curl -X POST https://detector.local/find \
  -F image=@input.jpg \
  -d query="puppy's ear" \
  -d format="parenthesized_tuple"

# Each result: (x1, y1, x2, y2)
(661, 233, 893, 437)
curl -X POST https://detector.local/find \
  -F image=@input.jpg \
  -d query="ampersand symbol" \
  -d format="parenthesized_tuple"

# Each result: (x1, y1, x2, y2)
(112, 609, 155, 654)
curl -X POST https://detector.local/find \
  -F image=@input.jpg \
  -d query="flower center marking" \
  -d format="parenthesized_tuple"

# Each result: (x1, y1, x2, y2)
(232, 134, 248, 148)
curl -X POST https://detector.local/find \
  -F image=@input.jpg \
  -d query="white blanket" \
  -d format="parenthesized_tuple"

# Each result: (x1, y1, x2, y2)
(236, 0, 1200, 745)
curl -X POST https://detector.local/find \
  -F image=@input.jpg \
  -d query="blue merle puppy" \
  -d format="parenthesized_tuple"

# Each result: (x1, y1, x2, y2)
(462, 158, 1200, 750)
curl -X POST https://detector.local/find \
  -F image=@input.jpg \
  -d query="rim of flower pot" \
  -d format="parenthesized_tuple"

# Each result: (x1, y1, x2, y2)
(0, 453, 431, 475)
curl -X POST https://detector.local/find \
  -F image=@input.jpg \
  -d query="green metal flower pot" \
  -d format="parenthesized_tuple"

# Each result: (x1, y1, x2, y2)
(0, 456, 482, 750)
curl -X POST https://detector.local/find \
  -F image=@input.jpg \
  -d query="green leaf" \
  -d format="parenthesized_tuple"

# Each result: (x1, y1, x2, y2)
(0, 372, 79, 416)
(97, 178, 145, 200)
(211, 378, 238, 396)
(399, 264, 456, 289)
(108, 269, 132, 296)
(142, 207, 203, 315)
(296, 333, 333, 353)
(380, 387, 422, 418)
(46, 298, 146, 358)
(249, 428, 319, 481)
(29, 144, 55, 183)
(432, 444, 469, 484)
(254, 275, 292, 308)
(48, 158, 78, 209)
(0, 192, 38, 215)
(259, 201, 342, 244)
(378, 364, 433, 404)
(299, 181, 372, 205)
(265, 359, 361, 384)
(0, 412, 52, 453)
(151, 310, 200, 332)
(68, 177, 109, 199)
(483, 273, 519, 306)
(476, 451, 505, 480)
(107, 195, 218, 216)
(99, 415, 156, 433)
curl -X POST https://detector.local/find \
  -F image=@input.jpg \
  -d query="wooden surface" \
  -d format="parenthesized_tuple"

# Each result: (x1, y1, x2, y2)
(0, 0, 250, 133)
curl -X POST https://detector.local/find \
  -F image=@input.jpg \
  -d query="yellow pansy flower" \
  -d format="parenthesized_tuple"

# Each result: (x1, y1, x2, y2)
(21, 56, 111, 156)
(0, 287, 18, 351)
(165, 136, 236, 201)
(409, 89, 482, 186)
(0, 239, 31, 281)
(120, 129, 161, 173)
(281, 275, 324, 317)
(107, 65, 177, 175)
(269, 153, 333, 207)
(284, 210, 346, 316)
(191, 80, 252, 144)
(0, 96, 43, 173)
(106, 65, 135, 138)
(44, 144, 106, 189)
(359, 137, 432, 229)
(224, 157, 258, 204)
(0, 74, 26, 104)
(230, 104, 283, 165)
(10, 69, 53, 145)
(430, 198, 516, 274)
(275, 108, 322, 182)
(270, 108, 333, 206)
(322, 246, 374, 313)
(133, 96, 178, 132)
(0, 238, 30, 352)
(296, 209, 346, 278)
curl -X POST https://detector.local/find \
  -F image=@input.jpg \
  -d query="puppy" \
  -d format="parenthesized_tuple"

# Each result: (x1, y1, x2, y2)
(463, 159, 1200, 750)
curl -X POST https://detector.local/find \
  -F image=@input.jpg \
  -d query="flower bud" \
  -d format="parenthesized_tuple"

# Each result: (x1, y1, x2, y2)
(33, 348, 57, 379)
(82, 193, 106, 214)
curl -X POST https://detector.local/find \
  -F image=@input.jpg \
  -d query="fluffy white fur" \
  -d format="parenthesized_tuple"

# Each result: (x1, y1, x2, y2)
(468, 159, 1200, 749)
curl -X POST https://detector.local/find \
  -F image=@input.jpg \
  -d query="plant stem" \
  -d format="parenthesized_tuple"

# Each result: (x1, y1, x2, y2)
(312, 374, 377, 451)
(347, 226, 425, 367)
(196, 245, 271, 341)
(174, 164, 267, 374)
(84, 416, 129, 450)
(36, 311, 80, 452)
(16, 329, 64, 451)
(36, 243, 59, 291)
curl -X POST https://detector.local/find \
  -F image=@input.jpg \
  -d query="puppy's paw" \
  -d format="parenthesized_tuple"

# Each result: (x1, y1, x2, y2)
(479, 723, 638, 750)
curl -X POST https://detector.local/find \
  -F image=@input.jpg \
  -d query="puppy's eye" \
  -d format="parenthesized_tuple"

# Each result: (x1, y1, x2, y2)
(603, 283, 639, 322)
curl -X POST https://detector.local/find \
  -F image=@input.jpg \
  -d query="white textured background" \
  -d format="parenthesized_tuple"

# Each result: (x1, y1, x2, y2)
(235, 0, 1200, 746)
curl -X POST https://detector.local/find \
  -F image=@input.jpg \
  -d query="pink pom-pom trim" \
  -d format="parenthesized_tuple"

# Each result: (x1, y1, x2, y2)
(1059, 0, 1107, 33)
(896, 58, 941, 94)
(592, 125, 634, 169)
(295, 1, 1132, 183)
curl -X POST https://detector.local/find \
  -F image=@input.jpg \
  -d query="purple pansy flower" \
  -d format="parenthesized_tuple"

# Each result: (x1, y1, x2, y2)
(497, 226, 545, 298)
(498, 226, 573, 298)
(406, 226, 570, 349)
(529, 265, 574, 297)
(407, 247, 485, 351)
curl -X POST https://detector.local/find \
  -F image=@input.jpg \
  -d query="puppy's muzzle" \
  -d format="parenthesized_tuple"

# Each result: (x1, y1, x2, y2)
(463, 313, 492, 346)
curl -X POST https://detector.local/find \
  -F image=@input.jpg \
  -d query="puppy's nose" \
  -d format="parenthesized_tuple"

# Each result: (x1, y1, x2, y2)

+ + + + + + +

For each line in the material above that contains the string "white", make a copy.

  -d query="white blanket" \
  -d query="fluffy white fur" \
  -d query="white textured background" \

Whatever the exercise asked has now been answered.